State only the number of lines in the listing that contain the string "soil", treating uppercase and lowercase as different.

Stored items from the collection:
__________________________________________________

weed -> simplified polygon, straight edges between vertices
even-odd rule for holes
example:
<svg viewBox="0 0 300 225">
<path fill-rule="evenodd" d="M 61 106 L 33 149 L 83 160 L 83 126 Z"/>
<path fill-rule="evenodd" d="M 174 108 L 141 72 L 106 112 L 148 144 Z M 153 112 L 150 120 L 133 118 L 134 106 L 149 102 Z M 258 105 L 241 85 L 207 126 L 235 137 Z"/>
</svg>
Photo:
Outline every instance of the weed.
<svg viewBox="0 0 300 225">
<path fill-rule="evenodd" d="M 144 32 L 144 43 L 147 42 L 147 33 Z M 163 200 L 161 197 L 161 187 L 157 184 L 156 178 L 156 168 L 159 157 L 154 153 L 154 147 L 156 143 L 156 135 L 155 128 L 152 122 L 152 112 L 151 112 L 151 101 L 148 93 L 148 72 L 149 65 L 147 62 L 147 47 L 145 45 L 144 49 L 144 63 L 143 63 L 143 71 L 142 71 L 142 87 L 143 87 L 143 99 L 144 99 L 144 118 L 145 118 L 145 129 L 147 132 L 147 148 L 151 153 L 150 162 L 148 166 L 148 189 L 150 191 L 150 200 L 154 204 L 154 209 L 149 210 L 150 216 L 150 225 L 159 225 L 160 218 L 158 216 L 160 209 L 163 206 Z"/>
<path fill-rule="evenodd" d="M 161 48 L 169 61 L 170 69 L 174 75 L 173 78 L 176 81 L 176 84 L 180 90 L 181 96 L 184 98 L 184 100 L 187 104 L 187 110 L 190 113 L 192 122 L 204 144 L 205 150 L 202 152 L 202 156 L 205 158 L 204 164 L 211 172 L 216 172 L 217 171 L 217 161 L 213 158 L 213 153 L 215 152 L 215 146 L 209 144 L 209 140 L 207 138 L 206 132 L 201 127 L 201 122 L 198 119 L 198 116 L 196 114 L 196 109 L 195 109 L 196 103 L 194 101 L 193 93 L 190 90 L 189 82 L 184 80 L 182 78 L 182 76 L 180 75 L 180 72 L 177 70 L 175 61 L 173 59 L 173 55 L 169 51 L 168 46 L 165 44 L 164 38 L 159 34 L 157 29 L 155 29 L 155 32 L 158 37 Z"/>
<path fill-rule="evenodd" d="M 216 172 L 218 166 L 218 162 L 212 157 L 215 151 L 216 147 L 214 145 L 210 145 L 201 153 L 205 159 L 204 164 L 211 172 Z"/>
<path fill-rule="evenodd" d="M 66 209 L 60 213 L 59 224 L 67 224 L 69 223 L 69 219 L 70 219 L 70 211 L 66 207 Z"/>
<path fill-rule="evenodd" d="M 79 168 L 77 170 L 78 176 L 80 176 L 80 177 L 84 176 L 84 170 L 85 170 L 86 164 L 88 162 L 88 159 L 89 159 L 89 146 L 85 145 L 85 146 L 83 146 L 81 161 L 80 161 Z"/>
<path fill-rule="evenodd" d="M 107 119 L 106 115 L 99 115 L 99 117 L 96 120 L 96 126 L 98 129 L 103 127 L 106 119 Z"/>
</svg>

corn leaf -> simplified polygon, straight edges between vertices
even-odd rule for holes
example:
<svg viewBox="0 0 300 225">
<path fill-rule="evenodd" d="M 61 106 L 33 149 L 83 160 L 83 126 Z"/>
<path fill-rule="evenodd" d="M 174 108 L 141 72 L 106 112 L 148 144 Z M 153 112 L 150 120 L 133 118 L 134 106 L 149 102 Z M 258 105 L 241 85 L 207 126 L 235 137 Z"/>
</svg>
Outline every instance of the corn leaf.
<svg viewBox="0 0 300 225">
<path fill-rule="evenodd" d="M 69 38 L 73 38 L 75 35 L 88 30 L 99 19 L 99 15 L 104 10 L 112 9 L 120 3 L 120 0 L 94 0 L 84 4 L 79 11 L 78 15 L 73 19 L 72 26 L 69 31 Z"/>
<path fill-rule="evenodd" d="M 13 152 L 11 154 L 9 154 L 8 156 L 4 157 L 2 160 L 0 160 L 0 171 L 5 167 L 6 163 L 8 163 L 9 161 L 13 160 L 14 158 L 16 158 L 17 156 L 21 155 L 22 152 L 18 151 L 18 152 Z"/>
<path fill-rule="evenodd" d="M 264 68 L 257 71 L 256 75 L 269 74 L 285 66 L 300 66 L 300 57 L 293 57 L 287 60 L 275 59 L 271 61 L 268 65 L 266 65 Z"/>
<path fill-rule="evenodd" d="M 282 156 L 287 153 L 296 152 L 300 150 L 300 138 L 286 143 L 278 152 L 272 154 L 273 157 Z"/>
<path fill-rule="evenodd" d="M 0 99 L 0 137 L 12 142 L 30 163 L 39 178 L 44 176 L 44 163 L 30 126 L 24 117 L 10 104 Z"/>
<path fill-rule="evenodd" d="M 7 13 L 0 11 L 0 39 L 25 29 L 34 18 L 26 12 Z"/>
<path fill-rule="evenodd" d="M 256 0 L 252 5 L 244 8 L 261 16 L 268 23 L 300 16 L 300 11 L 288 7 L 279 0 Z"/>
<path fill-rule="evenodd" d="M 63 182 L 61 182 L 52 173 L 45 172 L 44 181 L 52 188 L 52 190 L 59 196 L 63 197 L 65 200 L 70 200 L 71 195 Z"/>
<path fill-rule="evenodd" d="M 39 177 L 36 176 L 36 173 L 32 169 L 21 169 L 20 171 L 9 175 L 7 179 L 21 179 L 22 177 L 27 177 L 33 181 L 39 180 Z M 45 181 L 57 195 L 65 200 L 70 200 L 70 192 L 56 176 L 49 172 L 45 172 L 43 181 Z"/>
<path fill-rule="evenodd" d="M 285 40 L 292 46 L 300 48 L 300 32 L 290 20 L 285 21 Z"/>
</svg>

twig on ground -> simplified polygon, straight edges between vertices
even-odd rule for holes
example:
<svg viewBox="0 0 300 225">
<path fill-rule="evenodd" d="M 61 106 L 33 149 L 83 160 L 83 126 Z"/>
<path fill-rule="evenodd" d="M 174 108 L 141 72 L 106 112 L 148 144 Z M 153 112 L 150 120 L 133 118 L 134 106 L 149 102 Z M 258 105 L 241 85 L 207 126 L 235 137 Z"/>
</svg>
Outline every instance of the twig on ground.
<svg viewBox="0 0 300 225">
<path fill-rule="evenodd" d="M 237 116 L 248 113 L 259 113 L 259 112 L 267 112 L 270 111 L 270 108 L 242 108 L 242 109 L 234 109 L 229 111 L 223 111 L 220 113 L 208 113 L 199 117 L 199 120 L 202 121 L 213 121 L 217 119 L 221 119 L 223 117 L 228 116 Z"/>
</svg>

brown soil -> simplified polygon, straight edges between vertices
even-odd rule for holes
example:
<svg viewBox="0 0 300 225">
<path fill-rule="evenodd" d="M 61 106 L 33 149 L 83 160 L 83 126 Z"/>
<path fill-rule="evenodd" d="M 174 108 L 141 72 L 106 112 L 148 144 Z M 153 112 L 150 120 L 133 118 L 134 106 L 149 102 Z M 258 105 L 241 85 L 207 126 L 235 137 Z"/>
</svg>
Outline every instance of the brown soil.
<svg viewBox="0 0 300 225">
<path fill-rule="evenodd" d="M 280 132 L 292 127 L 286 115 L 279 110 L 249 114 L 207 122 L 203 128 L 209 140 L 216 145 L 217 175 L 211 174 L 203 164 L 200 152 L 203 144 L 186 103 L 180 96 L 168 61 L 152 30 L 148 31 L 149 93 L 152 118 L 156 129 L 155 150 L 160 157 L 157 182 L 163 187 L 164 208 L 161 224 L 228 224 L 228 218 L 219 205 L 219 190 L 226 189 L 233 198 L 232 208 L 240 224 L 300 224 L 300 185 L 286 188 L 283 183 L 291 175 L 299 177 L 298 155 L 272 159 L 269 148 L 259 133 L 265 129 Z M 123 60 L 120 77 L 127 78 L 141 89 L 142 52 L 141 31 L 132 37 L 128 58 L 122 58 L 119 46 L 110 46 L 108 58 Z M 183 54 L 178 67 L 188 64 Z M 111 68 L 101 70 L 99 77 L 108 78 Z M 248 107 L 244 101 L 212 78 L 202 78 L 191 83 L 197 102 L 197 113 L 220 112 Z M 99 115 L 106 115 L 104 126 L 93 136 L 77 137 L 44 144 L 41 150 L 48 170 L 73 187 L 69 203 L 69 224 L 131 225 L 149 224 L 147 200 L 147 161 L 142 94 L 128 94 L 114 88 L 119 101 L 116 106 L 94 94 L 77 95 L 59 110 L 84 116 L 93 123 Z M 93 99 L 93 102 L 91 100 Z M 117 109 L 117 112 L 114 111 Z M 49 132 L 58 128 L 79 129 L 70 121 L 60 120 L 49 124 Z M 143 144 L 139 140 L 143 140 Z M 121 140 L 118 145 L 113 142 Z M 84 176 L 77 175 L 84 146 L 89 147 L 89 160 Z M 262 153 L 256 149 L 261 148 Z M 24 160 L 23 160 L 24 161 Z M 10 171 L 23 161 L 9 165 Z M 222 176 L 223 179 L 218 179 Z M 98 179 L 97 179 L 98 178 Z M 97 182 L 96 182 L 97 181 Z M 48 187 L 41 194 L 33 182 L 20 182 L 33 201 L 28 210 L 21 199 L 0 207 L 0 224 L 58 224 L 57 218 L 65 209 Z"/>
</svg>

__________________________________________________

▸ TASK ANSWER:
2